EXERCISE TASK> Quote all of the entries word for word.

#### DATASET EXTRACT ####

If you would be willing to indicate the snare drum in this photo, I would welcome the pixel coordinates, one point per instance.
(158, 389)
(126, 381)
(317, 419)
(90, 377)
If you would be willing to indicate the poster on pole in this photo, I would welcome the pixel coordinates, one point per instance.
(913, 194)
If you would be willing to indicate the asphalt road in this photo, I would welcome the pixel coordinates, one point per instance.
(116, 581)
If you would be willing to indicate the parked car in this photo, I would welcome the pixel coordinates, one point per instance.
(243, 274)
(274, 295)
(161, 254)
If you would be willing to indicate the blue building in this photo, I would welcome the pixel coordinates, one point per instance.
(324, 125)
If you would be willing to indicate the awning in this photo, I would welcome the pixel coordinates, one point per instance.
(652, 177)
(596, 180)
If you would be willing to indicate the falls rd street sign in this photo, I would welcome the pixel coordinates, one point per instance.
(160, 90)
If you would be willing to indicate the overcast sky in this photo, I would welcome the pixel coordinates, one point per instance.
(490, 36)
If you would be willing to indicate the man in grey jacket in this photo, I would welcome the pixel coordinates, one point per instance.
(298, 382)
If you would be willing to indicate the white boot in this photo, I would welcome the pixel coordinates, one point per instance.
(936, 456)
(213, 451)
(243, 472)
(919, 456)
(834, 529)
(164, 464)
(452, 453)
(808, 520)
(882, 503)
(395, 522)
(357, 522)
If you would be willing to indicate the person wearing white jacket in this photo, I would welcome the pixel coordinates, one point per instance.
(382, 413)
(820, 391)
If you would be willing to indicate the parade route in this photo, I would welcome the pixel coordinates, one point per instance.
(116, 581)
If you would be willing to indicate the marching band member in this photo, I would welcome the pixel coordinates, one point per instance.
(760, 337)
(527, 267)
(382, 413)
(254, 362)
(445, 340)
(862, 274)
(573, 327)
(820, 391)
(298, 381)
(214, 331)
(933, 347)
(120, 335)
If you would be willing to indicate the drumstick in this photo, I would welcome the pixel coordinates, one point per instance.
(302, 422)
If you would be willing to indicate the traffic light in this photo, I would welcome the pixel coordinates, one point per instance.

####

RESULT BELOW>
If you would be willing to indicate the snare drum in this photo, I would welcome the pixel coordinates, one point per instance.
(158, 389)
(126, 381)
(317, 419)
(90, 377)
If you would be willing to indicate the poster on pole in this photo, I would welcome the pixel coordinates, one point per instance.
(913, 194)
If you would be willing to indicate the asphalt road in this photo, I would welcome the pixel coordinates, one point per instance.
(116, 581)
If you would be willing to indicate the parked car in this photo, I would welcome the pixel coordinates, one point per instance.
(243, 274)
(274, 295)
(161, 254)
If you would be willing to indicate the blue building in this photo, I would welcome the pixel coordinates, one point per instance.
(324, 125)
If you would be willing to indicate the awning in this photo, I would welcome the pixel coordinates, one point per instance.
(652, 177)
(596, 180)
If you would be willing to indicate the falls rd street sign in this photo, I would welcome the pixel coordinates, one point per instance.
(160, 90)
If you would be willing to indicate the overcast sky in this photo, I would welcome the pixel coordinates, one point per instance.
(490, 36)
If you would be willing to indicate the man in grey jacket in this photo, I would welcome the pixel coordinates, one point per instance.
(298, 382)
If you would be willing to indicate the white boot in this photo, I would welcome the pixel coordinates, one point per instance.
(936, 456)
(213, 451)
(243, 472)
(919, 456)
(834, 529)
(164, 464)
(452, 453)
(808, 520)
(882, 503)
(395, 522)
(357, 522)
If you would be willing to indicate the person wearing white jacket in this photo, I would welcome the pixel coordinates, one point per instance.
(382, 413)
(820, 391)
If you would be willing to indicate the parade route in this photo, I would welcome the pixel coordinates, one point per instance.
(116, 581)
If you would be willing to indicate the marching band member in this photo, I would welcome the pixel coordinates, one point per instance.
(760, 337)
(527, 267)
(382, 413)
(254, 362)
(445, 340)
(862, 274)
(573, 327)
(820, 391)
(298, 381)
(214, 331)
(933, 347)
(120, 335)
If you would be willing to indicate the drumstick in this photo, I would welcome the pixel coordinates, one point per instance.
(302, 422)
If you would be willing to indicate the traffic light in this photo, I would welcome the pixel coordinates, one point per instance.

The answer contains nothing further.